• [What you need to do]: Examine each line of the data, and copy the ones containing "below".

[Stored dataset items]
□ □ □
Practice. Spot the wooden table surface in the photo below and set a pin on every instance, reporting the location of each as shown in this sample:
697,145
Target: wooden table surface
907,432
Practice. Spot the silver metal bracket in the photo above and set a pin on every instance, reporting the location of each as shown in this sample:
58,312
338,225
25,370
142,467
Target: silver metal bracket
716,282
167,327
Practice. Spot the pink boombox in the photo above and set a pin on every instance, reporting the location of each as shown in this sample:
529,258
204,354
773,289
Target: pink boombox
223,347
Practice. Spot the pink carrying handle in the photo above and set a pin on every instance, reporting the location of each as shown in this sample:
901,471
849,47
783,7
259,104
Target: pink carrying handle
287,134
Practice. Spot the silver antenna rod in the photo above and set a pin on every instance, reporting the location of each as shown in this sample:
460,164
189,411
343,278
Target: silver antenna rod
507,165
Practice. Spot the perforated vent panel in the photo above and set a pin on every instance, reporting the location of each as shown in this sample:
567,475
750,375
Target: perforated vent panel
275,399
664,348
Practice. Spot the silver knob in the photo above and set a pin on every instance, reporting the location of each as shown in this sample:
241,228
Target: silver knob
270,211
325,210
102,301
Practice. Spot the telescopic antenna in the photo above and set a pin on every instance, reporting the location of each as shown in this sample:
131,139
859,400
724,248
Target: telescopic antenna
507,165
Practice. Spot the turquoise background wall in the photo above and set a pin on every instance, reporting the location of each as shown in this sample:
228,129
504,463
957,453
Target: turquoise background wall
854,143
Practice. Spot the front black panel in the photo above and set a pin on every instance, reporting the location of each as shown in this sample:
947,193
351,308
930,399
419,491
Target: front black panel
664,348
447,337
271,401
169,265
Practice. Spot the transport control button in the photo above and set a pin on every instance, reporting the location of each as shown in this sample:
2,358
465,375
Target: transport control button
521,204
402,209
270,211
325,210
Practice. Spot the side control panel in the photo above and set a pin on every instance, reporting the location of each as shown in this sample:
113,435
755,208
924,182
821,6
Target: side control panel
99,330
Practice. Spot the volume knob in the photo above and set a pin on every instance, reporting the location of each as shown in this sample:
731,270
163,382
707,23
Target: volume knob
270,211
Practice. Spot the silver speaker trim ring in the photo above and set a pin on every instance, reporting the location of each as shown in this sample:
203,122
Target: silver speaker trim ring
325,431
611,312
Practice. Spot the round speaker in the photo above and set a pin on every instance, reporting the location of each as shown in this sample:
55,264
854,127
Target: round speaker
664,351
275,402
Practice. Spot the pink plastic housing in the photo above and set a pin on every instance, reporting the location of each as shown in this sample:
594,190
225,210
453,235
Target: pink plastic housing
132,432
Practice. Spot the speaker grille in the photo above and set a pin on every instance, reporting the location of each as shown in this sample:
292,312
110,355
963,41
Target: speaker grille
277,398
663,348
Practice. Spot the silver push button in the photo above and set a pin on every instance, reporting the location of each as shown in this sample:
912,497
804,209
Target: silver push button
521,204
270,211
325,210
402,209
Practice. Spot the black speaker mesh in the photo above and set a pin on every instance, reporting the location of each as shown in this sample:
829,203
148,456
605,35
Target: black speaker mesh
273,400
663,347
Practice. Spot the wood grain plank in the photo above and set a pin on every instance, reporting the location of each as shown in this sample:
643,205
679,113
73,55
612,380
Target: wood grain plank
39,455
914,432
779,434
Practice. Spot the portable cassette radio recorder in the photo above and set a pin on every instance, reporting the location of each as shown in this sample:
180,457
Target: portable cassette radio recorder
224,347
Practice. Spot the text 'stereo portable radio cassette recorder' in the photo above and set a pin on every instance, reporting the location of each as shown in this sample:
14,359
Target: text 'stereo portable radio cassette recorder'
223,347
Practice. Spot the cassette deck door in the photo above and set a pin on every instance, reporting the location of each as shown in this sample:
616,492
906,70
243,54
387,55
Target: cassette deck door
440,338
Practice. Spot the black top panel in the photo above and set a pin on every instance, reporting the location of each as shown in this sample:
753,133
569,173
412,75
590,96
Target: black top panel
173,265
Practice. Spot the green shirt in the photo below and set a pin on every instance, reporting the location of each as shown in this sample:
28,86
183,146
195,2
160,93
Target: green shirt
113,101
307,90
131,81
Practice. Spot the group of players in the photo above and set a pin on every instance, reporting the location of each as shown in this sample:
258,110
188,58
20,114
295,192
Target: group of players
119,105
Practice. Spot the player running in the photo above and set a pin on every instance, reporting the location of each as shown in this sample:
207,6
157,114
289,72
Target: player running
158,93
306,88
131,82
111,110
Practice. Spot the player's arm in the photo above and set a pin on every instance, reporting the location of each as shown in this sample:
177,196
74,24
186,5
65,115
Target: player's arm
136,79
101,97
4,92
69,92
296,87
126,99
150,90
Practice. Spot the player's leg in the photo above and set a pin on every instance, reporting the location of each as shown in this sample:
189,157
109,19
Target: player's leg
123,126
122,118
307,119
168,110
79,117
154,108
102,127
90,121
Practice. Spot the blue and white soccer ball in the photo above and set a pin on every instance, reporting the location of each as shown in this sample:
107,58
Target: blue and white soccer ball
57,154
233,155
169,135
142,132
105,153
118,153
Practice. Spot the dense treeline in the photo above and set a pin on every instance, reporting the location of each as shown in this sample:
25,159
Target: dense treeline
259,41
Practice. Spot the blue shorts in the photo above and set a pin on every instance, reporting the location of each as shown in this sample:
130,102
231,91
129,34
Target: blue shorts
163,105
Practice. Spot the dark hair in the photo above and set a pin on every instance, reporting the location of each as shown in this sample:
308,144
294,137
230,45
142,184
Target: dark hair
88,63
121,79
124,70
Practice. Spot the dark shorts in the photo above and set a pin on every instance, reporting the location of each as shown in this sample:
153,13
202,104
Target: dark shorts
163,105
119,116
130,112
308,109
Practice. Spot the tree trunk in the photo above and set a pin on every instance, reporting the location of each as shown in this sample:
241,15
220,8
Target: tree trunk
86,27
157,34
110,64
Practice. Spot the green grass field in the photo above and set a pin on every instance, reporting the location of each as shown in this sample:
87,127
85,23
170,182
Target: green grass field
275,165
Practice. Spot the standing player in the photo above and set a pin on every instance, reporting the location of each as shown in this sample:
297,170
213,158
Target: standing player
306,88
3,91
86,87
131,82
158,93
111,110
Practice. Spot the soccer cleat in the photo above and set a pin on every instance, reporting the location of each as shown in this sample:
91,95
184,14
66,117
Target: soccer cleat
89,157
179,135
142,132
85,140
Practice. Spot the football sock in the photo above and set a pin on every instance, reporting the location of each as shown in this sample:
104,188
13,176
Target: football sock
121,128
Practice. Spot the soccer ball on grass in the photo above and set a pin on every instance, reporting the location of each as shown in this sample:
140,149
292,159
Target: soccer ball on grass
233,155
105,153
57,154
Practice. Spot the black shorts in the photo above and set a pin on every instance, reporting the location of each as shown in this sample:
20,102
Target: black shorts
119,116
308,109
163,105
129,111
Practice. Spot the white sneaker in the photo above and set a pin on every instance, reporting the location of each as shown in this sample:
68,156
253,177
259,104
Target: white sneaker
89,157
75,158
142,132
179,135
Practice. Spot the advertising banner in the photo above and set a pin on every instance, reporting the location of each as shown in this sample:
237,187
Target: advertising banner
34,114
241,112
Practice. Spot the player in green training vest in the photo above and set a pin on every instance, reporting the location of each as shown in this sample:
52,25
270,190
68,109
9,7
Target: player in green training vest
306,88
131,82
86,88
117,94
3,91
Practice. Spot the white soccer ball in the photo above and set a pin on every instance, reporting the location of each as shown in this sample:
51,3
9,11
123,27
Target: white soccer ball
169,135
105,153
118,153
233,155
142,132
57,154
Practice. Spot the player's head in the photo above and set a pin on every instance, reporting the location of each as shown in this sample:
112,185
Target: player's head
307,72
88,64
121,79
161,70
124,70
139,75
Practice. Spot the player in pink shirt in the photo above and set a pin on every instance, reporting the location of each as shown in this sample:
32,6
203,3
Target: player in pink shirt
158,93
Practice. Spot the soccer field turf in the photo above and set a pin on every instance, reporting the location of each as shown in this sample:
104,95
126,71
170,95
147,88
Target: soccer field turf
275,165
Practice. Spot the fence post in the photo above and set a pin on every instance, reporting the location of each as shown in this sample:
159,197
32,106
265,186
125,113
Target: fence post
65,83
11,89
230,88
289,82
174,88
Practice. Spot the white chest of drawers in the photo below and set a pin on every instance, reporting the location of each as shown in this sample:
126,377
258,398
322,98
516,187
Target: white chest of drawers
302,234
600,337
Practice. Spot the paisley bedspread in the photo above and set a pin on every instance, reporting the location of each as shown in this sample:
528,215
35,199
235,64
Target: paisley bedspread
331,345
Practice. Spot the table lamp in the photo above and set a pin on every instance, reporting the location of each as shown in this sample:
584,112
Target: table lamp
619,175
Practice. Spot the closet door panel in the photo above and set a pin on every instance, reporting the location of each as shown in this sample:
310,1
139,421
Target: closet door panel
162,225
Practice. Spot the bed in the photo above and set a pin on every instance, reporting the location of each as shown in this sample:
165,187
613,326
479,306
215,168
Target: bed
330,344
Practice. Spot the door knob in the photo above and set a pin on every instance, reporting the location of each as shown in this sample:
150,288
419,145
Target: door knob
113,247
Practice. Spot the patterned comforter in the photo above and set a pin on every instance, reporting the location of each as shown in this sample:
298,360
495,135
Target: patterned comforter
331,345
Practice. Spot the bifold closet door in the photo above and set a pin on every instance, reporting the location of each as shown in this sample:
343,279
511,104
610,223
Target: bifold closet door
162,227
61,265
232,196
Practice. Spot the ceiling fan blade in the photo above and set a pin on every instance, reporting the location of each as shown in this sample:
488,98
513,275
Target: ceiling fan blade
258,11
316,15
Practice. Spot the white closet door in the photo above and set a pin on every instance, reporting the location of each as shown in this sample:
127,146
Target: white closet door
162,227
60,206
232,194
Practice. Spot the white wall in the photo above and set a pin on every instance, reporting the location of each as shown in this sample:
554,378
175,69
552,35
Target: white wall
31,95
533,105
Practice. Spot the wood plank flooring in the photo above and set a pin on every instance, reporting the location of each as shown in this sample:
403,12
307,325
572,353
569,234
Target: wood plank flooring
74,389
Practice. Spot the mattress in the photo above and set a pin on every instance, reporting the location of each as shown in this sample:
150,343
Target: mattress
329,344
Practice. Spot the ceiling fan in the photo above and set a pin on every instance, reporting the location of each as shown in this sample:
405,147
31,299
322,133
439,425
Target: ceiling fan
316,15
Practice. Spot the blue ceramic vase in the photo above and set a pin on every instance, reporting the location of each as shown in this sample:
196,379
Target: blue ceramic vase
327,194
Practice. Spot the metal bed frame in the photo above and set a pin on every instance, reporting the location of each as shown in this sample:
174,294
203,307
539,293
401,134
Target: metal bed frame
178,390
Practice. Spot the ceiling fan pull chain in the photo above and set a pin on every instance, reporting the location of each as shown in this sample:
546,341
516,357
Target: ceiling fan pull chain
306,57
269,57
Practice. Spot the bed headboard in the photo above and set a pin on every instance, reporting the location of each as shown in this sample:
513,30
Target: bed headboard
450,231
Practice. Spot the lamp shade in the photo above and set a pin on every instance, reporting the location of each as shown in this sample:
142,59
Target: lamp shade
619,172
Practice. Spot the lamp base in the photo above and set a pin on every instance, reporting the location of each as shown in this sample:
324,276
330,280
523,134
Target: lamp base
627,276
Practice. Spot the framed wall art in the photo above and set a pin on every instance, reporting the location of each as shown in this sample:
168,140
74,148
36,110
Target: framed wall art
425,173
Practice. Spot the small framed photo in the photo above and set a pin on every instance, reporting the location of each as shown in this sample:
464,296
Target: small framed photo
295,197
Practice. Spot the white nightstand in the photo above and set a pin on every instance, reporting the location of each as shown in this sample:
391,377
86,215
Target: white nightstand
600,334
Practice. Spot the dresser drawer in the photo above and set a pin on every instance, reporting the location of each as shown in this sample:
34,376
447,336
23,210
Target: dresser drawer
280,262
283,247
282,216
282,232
□ □ □
• [Final answer]:
Practice. Spot the wooden table surface in the photo below and set a pin on every instance, reporting the location of each as shown in this sample:
Practice. Spot the green shirt in the photo below and set a pin on every instance, reporting the location of each as shown in this sample:
Practice. Spot the white chest of drawers in the photo below and set a pin on every instance, reporting the location of each as shown in this sample:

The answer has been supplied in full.